**Extrait du texte:**
Les sermons de Saint Cosme d’Étolie sont sans doute l’exemple le plus réussi de sermons globaux, grâce auxquels l’Orthodoxie, sous le joug ottoman, se perpétua dans les Balkans et en Asie Mineure. Conversation avec Athanase Zoïtakis, chargé de cours à l’Université d’État de Moscou (МГУ) et rédacteur en chef du site «agionoros.ru», à propos du grand ascète chrétien. L’entretien s’est poursuivi, à propos de l’influence mutuelle des Églises russe et grecque. Il fera l’objet d’une publication prochaine sur ce site.
Athanase Georgievitch, vous avez consacré beaucoup de force pour faire connaître le nom de Saint Cosme l’Etolien, l’égal aux apôtres, auprès d’ un large cercle de gens. Son activité apparut ainsi à beaucoup comme un exemple de service, empreint d’abnégation, à son peuple et à l’éducation chrétienne. En quoi vous sentez-vous proche de ce Saint ?

Enregistrements de placement de points:
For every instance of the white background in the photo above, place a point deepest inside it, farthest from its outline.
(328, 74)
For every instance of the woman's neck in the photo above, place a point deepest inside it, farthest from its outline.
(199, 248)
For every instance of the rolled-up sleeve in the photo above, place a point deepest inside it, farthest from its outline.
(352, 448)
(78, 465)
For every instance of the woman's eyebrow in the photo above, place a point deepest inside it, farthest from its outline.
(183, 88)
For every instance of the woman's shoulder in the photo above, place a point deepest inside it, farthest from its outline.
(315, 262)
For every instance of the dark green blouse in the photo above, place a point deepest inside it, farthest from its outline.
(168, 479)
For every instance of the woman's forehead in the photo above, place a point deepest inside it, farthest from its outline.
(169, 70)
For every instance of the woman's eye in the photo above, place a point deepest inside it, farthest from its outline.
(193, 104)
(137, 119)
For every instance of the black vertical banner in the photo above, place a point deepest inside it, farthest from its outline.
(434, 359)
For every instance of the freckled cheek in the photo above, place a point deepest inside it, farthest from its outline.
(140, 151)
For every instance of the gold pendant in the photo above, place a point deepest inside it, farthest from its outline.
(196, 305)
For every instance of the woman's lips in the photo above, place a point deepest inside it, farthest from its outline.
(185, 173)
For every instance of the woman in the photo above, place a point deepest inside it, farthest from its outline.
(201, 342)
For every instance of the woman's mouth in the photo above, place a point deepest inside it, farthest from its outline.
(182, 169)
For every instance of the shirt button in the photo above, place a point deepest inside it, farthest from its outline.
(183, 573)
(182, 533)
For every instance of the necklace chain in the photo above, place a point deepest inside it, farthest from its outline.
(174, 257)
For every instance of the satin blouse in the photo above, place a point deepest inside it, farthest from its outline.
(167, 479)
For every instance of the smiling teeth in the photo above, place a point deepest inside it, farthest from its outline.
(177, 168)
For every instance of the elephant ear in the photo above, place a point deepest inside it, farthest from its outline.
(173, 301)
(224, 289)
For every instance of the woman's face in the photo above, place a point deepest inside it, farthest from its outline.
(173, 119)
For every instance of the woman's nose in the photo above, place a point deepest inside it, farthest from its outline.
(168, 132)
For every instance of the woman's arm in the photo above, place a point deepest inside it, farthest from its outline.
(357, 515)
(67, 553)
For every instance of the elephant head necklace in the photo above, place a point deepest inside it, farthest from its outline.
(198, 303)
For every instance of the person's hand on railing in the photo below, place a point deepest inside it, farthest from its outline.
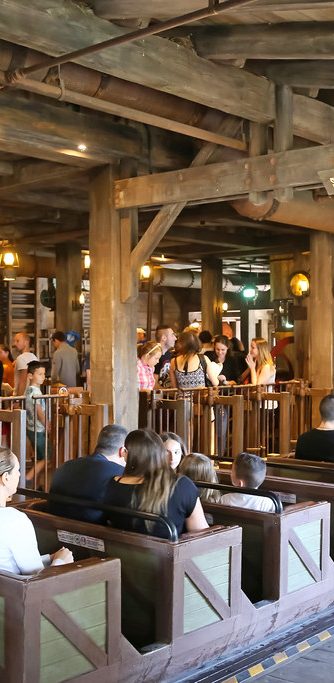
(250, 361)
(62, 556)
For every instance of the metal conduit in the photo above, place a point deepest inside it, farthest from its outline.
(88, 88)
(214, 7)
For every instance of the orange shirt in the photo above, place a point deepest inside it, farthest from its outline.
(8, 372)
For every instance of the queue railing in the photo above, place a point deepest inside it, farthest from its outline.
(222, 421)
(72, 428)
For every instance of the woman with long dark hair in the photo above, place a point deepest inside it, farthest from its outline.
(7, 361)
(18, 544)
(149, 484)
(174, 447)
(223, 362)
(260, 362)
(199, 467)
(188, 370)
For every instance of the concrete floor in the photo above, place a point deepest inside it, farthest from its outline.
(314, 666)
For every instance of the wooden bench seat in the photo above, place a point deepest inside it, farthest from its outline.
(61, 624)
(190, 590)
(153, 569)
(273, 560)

==

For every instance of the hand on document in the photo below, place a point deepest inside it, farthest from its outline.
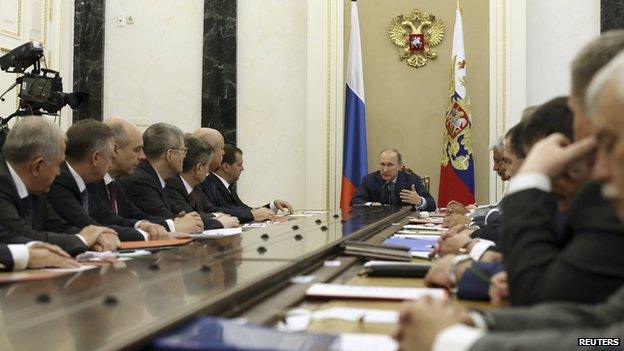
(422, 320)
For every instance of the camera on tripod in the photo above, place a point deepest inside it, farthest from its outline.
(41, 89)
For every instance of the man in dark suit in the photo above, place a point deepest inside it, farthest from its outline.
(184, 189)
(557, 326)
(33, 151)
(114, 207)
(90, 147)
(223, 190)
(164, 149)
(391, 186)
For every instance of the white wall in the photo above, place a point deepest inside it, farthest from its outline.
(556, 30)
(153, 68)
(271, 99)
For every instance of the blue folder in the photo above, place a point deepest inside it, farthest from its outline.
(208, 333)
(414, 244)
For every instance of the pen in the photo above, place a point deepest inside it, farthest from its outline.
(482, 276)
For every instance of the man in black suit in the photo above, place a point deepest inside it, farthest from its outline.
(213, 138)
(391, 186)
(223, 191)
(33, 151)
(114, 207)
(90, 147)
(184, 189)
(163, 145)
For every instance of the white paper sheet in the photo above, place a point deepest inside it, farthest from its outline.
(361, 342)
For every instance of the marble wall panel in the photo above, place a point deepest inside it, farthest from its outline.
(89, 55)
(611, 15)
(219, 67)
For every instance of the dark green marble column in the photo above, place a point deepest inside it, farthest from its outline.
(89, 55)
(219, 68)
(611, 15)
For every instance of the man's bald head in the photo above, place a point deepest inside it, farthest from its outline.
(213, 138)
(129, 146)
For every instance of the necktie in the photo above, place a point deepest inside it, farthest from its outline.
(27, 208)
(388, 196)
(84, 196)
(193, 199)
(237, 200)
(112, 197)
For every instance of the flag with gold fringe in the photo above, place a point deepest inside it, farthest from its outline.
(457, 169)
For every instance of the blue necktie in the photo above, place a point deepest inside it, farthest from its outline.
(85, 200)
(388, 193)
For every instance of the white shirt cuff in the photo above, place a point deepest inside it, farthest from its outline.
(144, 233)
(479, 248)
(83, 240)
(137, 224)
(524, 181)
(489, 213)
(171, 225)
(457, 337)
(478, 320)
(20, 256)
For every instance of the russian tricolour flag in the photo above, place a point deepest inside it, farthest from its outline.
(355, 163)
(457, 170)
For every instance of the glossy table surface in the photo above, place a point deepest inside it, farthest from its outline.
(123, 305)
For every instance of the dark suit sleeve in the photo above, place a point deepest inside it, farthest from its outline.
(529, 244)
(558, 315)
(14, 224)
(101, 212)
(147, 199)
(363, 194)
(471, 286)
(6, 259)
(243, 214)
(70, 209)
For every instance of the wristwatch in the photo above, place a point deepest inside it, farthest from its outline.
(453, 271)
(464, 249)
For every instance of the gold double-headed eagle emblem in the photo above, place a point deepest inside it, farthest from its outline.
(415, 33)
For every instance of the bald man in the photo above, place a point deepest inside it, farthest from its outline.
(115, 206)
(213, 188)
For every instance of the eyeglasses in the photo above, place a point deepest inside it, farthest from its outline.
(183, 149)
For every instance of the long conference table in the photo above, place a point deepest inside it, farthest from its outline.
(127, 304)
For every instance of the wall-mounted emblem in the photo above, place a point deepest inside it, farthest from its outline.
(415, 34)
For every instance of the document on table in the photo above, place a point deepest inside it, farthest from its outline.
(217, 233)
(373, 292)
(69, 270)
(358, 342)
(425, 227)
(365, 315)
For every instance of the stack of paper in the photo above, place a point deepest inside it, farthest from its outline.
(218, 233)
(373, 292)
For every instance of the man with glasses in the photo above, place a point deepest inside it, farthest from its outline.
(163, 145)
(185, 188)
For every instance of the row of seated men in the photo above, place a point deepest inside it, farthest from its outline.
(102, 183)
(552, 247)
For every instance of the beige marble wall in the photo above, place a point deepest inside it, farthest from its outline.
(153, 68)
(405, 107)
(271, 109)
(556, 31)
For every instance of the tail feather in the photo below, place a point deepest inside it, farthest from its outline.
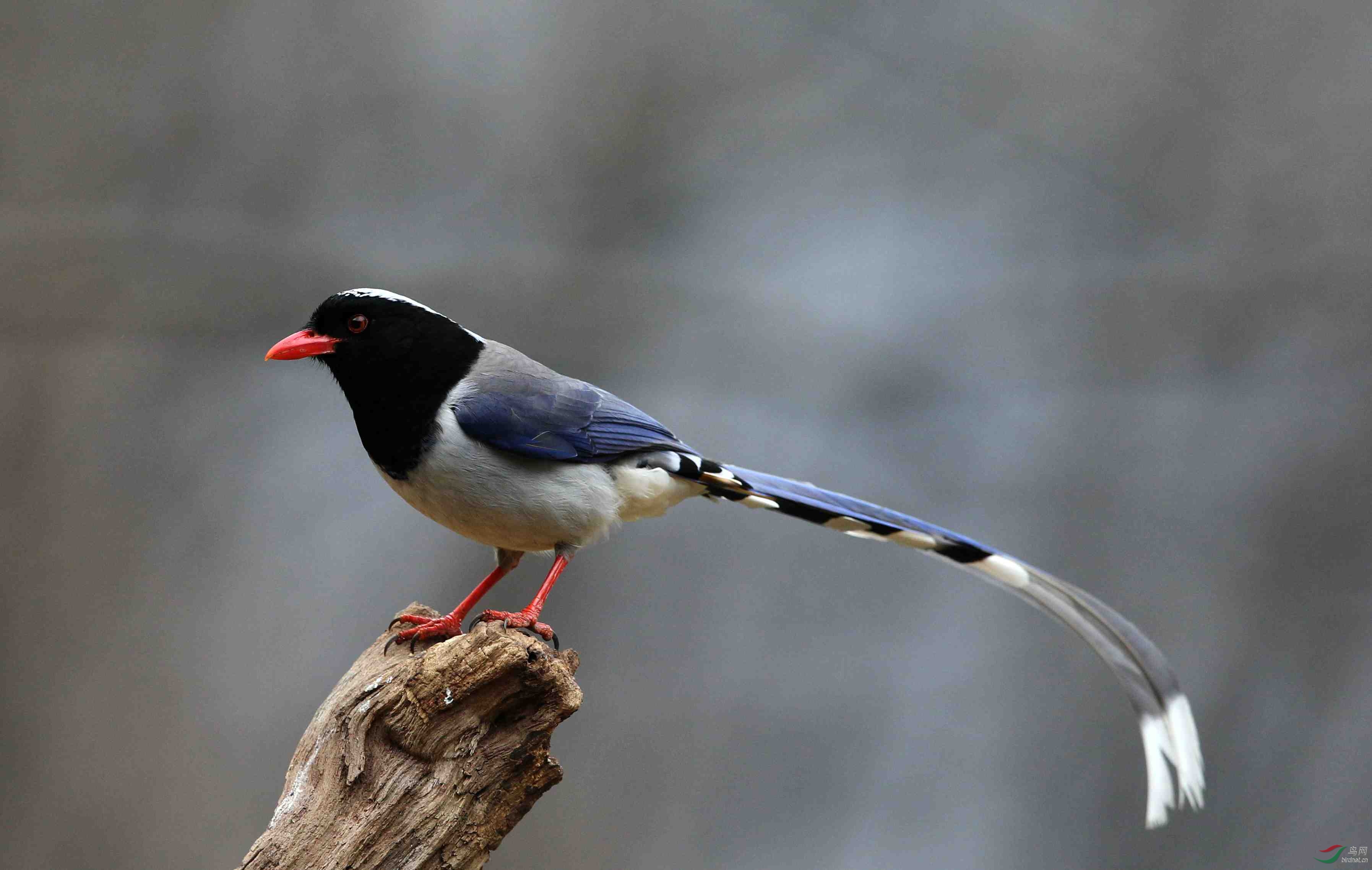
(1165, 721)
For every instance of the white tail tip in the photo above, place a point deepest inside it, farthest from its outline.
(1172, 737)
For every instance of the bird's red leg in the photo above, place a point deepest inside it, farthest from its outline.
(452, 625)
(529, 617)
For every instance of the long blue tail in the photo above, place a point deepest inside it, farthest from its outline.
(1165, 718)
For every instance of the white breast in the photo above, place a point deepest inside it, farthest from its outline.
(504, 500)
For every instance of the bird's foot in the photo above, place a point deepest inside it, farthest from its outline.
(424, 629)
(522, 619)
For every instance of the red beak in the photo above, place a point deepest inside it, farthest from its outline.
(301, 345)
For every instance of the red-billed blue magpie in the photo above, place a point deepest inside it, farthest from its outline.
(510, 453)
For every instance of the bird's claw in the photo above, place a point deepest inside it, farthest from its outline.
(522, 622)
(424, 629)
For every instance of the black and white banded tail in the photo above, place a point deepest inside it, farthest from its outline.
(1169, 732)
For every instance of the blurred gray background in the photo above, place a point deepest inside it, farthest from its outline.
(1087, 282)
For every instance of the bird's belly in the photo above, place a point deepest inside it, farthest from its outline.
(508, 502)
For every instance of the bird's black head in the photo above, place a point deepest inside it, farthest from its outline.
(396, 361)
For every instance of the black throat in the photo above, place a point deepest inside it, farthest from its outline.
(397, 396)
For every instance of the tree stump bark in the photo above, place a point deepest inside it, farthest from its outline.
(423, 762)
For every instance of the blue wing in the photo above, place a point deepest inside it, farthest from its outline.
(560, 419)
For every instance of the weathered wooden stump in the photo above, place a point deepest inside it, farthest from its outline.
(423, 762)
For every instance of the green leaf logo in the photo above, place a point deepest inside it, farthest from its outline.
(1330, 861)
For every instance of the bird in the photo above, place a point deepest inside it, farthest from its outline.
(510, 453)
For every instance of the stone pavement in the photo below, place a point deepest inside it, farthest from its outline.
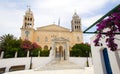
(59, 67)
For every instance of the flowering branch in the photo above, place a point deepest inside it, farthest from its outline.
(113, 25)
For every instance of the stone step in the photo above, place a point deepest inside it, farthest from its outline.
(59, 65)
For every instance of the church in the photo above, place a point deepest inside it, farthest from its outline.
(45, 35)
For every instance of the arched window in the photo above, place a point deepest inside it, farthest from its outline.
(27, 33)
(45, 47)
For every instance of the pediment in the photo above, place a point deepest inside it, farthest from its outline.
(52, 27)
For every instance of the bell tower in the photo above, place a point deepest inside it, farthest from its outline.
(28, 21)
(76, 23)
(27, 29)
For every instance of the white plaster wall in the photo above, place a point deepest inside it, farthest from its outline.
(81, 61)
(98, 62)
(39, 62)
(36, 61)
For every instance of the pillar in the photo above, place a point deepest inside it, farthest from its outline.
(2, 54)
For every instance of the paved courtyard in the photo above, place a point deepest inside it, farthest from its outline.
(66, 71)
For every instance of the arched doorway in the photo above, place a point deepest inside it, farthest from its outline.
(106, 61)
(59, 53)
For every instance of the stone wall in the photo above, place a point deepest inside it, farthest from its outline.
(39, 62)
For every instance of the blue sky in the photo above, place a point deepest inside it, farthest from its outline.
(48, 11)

**Tâches à réaliser:**
1. Répondez aux questions suivantes d'après l'extrait sur Saint Cosme d'Étolie.
(a) Dans quelles régions l'Orthodoxie se perpétua-t-elle sous le joug ottoman ?
(b) Dans quelle université Athanase Zoïtakis est-il chargé de cours ?
(c) Quel titre accompagne le nom de Saint Cosme l'Etolien dans la question adressée à Athanase Georgievitch ?
2. Restituez à l'identique le passage de l'extrait sur Saint Cosme d'Étolie qui commence par « Les sermons de » et se termine par « sur ce site. ».

**Réponses par tâche:**
1.
(a) Dans les Balkans et en Asie Mineure.
(b) À l'Université d'État de Moscou (МГУ).
(c) L'égal aux apôtres.

2.
Les sermons de Saint Cosme d’Étolie sont sans doute l’exemple le plus réussi de sermons globaux, grâce auxquels l’Orthodoxie, sous le joug ottoman, se perpétua dans les Balkans et en Asie Mineure. Conversation avec Athanase Zoïtakis, chargé de cours à l’Université d’État de Moscou (МГУ) et rédacteur en chef du site «agionoros.ru», à propos du grand ascète chrétien. L’entretien s’est poursuivi, à propos de l’influence mutuelle des Églises russe et grecque. Il fera l’objet d’une publication prochaine sur ce site.